REQUIREMENT: Transcribe the material verbatim in full; the pictures do not belong in the copy.

SOURCE MATERIAL:
-- Begin --
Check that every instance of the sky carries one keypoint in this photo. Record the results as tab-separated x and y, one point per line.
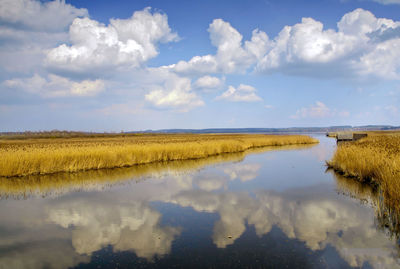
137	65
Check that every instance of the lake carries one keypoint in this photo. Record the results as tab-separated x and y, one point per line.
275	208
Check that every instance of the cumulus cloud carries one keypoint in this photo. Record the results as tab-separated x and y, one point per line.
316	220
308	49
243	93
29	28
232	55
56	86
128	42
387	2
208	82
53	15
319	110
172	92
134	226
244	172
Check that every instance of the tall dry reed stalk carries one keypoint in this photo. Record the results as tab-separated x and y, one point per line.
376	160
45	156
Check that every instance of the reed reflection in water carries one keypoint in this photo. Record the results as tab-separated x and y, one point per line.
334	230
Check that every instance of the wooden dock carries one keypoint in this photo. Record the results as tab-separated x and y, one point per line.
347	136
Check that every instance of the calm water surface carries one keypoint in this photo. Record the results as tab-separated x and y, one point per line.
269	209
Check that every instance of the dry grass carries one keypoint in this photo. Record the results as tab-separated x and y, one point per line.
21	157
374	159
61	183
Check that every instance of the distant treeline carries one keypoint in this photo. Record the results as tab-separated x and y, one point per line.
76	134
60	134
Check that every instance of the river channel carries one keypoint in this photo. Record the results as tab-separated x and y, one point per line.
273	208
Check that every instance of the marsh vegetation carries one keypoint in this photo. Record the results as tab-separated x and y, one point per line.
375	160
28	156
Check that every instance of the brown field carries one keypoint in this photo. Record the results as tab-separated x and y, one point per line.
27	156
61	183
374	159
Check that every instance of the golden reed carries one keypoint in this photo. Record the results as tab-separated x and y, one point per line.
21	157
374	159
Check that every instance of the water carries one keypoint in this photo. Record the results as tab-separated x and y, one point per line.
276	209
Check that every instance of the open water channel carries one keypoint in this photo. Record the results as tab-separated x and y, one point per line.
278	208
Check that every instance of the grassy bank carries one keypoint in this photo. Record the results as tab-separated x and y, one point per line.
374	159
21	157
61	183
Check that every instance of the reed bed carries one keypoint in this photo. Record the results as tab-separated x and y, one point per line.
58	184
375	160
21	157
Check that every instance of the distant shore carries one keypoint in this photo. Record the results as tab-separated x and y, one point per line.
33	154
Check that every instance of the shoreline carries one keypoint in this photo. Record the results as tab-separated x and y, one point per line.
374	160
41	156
-- End --
CORRECT ANSWER:
Check that every instance of the sky carries one keypoint in this photo. Record the results as tab-separated x and y, one point per line.
137	65
Check that every instance of the lake carries one keypoint in this photo. Record the results as tab-separated x and y, one point per line.
275	208
Check that every instance of the cumulus cloud carries one keypoint in this photo. Record the results as tab-separated x and y, one point per line.
316	220
308	49
243	93
29	28
232	55
56	86
128	42
387	2
208	82
53	15
319	110
172	92
134	226
244	172
Check that every instance of the tall dry reed stalk carries one keypoint in this photo. Record the results as tab-separated x and y, one point per line.
376	160
45	156
Check that every instance of the reed reflection in water carries one keypoint in this photo. Record the results as tab-separated x and y, one point per line.
334	230
Check that every instance of the wooden dock carries one keypoint in this photo. Record the results as tab-separated x and y, one point per line.
347	136
Check that every instance of the calm water surface carries one keypoint in this photo. Record the results as tab-separated x and y, one point per line.
269	209
Check that every instance of the dry grass carries one keypoint in this photo. Record the results as tab-separated x and y, one point per line.
21	157
374	159
61	183
Check that every instance of the distant treeline carries one keypoint in this photo. Record the results as tab-separated x and y, one point per line.
76	134
60	134
Check that every instance of the river channel carries one keypoint in this photo. Record the results as tab-separated x and y, one point per line.
273	208
Check that every instance of the marsh vegetation carries one keypoint in this photo. Record the results as tab-separated x and y, one point per line.
375	160
28	156
Check that every instance of the brown field carries one keypoint in this photo. Record the results as tab-separated x and y, one point per line.
27	156
61	183
374	159
Check that every instance of the golden reed carries one keypoint in this photo. Record the results as tab-separated x and y, one point per line.
21	157
374	159
Check that every instance of the water carries one keypoint in this photo. Record the results as tab-separated x and y, one point per line.
276	209
Check that every instance of the open water channel carries one keypoint in this photo. Record the results as tab-separated x and y, one point per line.
278	208
Check that every instance of the grassy bank carries one keypoint in this photo. Record the results as tab-separated x and y, one point per line.
374	159
21	157
61	183
Check that every instance of the reed bed carries one keypoint in this photo. Record the results as tab-separated x and y, one point per line.
58	184
375	160
21	157
Check that every instance of the distant shore carries one keypoint in this photo. Record the results as tab-separated x and y, one point per line.
33	154
Check that every instance of the shoreline carries one keypoint in this photo. Record the results as tab-separated x and y, one point per line.
374	160
41	156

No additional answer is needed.